▶ [Passage given]
--------------------------------

ADMINISTRATIVE PANEL DECISION

Chicago Pneumatic Tool Company LLC v. Texas International Property Associates- NA NA

Case No. D2008-0144

 

1. The Parties

Complainant is Chicago Pneumatic Tool Company LLC, of the United States of America, represented by Atlas Copco North America LLC, United States of America.

Respondent is Texas International Property Associates- NA NA, of the United States of America, represented by Gary Wayne Tucker, United States of America.

 

2. The Domain Name and Registrar

The disputed domain name <chicagopnumatic.com> is registered with Compana LLC.

 

3. Procedural History

The Complaint was filed with the WIPO Arbitration and Mediation Center (the “Center”) on January 29, 2008. On January 31, 2008, the Center transmitted by email to Compana LLC a request for registrar verification in connection with the domain name at issue, followed by multiple reminder e-mails between February 1 and February 11, 2008. The Center received no registrar verification from the registrar Compana LLC in this matter. The Center verified that the Complaint satisfied the formal requirements of the Uniform Domain Name Dispute Resolution Policy (the “Policy”), the Rules for Uniform Domain Name Dispute Resolution Policy (the “Rules”), and the WIPO Supplemental Rules for Uniform Domain Name Dispute Resolution Policy (the “Supplemental Rules”).

In accordance with the Rules, paragraphs 2(a) and 4(a), the Center formally notified Respondent of the Complaint, and the proceedings commenced on February 15, 2008. In accordance with the Rules, paragraph 5(a), the due date for Response was March 6, 2008. The Response was filed with the Center on March 6, 2008.

The Center appointed Andrew Mansfield as the sole panelist in this matter on March 20, 2008. The Panel finds that it was properly constituted. The Panel has submitted the Statement of Acceptance and Declaration of Impartiality and Independence, as required by the Center to ensure compliance with the Rules, paragraph 7.

 

4. Factual Background

Complainant has a United States registered trademark for the word mark CHICAGO PNEUMATIC, registration number 1879515, dated February 21, 1995. This trademark was issued in connection with power operated impact wrenches, power operated screwdrivers, power operated nutrunners, power operated compression tools, power drills, power operated abrasive tools, power operated hammers, power operated demolition tools, power drills for rock, power operated tampers, power operated vibrating machines, power operated pumps, stationary motors for power operated machines and tools, air compressors and air lines, mechanical balancers, power operated hoists, power operated cutting tools, power operated riveting tools, riveting bucking bars, power operated etching tools, power operated saws, power operated hedge trimmers, hydraulic boom mounted concrete breakers, hydraulic pumps, power operated jacks, power operated polishing tools, and accessories for any of the foregoing.

The disputed domain name was first created on November 30, 2004.

 

5. Parties’ Contentions

A. Complainant

Complainant alleges that it is in the business of developing, assembling, and marketing power tools and equipment, including but not limited to pneumatic industrial tools, construction tools, demolition equipment, vehicle service tools, and assembly stems tools. Complainant alleges that its products are sold through a worldwide sales and service network. Complainant’s primary website is located at “www.chicagopneumatic.com”.

--------------------------------

Rows from a pointing dataset:

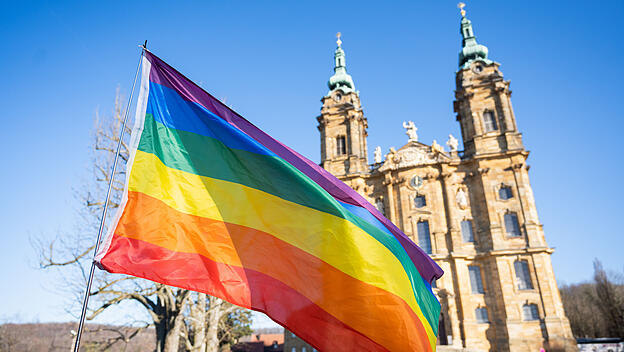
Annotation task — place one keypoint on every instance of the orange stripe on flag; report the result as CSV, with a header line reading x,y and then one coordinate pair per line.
x,y
387,319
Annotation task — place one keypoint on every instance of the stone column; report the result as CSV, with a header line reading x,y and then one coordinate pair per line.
x,y
390,196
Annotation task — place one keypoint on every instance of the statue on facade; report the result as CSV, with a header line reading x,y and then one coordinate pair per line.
x,y
452,143
462,199
410,131
377,155
436,147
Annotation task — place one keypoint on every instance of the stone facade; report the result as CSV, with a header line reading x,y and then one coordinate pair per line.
x,y
472,210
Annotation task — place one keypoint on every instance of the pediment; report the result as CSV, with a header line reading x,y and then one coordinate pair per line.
x,y
413,154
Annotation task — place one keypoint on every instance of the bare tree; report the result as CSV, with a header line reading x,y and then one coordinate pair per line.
x,y
596,309
72,254
609,299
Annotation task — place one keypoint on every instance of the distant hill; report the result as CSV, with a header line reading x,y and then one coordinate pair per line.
x,y
50,337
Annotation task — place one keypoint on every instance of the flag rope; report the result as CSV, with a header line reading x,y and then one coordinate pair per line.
x,y
105,210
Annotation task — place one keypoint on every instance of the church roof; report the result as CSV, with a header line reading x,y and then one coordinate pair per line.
x,y
340,79
471,50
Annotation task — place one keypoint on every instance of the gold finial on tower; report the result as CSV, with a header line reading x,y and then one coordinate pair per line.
x,y
461,6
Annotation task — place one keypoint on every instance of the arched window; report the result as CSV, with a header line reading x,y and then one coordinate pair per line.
x,y
512,227
489,121
380,206
466,228
505,193
530,312
523,275
420,201
341,145
481,315
424,238
476,281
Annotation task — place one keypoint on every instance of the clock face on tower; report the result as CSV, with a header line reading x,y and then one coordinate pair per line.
x,y
416,181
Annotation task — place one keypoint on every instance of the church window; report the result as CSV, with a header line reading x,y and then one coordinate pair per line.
x,y
476,282
489,121
530,312
511,225
505,193
481,314
424,238
420,201
467,234
380,206
523,275
341,144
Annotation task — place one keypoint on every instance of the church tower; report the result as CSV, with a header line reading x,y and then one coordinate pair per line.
x,y
483,104
508,296
342,123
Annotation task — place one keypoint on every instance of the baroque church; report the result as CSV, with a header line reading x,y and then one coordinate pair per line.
x,y
472,210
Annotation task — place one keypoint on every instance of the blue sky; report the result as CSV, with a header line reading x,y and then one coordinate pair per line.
x,y
60,62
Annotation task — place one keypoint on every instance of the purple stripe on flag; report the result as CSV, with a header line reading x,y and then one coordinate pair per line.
x,y
166,75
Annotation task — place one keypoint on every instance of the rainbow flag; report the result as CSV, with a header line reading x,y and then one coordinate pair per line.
x,y
215,205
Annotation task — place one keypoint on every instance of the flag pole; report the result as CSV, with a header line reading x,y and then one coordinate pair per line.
x,y
85,302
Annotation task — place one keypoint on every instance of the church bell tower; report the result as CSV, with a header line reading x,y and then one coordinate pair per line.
x,y
483,100
342,123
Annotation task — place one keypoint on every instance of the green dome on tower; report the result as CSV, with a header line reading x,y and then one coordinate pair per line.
x,y
471,50
341,79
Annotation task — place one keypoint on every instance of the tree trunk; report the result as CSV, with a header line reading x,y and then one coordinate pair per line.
x,y
214,316
198,324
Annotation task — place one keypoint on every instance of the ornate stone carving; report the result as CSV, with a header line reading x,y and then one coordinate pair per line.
x,y
412,155
410,131
461,198
377,155
435,147
452,143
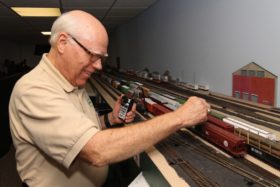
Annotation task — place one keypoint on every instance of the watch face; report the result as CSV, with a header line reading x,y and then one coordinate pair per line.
x,y
126,105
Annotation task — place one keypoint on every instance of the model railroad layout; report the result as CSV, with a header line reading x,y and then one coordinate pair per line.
x,y
233,136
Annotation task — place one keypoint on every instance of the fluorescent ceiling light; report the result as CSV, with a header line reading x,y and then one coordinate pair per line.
x,y
37,12
47,33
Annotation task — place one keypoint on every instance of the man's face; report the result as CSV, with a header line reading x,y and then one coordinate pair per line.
x,y
82,61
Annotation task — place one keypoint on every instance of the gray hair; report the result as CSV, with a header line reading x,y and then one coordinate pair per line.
x,y
64,23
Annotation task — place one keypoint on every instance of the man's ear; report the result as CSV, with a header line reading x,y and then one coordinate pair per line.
x,y
62,42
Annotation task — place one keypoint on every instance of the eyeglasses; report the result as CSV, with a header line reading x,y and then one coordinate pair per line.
x,y
93,56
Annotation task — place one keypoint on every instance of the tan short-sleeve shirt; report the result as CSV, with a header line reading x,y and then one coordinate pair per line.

--------------------------------

▶ [Tasks and exercises]
**a.** In the panel decision, which three documents' formal requirements did the Center verify that the Complaint satisfied? Give each full name.
**b.** Translate this sentence from the panel decision into Spanish: "The disputed domain name was first created on November 30, 2004."
Work only from the panel decision.

▶ [Written answers]
**a.**
- Uniform Domain Name Dispute Resolution Policy
- Rules for Uniform Domain Name Dispute Resolution Policy
- WIPO Supplemental Rules for Uniform Domain Name Dispute Resolution Policy

**b.** El nombre de dominio en disputa se creó por primera vez el 30 de noviembre de 2004.